Please copy everything from the line containing "Pass-network tagging: label the green grass" down to the line containing "Target: sky", both ends included and requests kept, and shift every coordinate number in the answers by -115, leaving the requests and their format samples unchanged.

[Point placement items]
----
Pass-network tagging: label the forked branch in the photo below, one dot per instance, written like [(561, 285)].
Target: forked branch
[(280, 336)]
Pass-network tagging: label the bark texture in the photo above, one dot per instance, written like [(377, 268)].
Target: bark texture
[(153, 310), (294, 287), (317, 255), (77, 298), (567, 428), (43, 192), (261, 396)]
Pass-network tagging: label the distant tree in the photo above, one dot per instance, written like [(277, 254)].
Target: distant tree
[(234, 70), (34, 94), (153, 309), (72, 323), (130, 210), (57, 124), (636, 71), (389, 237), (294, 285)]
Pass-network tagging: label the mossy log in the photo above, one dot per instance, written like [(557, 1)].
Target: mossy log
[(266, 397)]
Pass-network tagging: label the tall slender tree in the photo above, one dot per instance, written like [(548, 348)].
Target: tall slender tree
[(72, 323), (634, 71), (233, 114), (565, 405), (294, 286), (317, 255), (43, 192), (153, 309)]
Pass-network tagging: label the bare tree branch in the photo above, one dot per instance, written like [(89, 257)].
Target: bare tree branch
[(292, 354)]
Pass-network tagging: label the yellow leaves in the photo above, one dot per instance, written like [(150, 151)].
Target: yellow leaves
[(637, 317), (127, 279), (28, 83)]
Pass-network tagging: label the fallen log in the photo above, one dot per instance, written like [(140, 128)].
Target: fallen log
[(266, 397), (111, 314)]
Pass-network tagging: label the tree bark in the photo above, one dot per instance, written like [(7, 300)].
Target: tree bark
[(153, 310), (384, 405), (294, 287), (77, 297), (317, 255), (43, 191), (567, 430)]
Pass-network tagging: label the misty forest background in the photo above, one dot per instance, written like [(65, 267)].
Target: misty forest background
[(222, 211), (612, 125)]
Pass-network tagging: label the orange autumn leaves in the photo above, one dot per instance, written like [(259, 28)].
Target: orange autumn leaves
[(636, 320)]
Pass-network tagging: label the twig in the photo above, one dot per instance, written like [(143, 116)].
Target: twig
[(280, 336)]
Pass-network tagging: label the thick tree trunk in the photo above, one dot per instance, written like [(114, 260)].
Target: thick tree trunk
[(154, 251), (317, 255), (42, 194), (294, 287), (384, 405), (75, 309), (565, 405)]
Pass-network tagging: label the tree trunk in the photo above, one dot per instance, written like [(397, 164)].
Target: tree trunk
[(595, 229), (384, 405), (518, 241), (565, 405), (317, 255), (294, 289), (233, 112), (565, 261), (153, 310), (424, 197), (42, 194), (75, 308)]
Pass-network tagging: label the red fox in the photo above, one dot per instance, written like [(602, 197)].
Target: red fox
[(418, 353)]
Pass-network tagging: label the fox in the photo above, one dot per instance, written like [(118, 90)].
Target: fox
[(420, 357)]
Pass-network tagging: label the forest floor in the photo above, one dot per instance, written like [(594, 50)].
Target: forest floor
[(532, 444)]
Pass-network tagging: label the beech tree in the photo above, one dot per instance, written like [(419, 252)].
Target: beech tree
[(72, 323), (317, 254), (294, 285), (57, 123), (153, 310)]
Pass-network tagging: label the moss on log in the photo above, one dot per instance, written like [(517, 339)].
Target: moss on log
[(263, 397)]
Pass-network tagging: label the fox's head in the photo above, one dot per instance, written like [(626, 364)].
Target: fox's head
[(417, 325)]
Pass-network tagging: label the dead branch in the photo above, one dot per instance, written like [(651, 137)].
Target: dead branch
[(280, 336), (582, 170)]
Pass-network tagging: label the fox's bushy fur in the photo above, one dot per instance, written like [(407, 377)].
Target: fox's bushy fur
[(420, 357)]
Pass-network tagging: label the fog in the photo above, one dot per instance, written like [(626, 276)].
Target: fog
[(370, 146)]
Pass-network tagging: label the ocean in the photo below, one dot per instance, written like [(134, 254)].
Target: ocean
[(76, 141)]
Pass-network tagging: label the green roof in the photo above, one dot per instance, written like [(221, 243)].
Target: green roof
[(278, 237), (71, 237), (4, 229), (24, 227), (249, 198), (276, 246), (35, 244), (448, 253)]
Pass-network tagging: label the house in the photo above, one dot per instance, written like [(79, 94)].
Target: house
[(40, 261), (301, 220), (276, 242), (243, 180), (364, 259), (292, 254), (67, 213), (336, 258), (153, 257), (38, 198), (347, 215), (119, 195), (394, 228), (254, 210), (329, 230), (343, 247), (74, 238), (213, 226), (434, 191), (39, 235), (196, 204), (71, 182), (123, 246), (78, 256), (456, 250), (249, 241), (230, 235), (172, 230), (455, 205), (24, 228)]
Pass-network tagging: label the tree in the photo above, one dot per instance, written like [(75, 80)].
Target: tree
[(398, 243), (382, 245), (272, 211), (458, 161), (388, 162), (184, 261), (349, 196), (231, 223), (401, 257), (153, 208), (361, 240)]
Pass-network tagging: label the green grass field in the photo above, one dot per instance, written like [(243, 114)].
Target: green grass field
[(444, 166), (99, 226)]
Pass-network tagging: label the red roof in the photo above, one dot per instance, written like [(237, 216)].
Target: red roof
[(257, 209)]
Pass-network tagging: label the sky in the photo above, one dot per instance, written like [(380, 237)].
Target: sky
----
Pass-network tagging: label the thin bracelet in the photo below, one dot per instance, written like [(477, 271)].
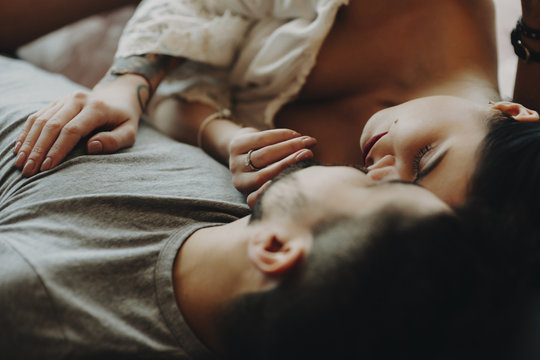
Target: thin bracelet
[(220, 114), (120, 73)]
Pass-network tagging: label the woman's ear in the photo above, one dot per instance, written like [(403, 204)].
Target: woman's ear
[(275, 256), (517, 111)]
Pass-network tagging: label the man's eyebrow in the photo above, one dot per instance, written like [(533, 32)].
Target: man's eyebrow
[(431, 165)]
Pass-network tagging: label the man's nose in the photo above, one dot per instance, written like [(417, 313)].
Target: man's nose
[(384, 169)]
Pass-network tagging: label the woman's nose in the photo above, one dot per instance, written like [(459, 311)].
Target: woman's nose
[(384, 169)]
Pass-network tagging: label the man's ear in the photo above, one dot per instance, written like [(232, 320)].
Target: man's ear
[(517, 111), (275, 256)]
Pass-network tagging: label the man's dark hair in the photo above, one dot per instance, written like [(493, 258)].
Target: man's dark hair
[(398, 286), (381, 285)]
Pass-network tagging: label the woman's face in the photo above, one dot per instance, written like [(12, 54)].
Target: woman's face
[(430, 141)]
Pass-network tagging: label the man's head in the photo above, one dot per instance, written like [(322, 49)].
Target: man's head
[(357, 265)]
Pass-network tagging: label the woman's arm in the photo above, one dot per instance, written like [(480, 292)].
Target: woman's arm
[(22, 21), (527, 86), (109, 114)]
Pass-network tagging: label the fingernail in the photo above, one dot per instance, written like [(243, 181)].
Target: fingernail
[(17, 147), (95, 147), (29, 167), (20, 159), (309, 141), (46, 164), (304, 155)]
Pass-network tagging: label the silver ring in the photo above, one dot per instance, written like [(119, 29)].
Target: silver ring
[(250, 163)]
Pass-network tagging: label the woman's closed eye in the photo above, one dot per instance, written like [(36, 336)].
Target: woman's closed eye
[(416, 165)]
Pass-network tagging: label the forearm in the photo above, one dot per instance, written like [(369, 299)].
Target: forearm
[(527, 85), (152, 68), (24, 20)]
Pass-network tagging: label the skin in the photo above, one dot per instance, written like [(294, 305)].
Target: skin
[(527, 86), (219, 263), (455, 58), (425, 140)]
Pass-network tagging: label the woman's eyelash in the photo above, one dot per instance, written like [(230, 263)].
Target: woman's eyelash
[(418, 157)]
----
** RESPONSE TO THIS TASK **
Pass-network tagging: label the green grass field in the photo above, one dot per instance, written like [(243, 114)].
Target: green grass field
[(329, 51), (-16, 111)]
Pass-network tagging: label the red roof in the photo above, one dot per instance, written like [(237, 216)].
Target: red roof
[(142, 94)]
Pass-network tagging: label the sky in the photo above, one dot per instance, written like [(380, 237)].
Target: sky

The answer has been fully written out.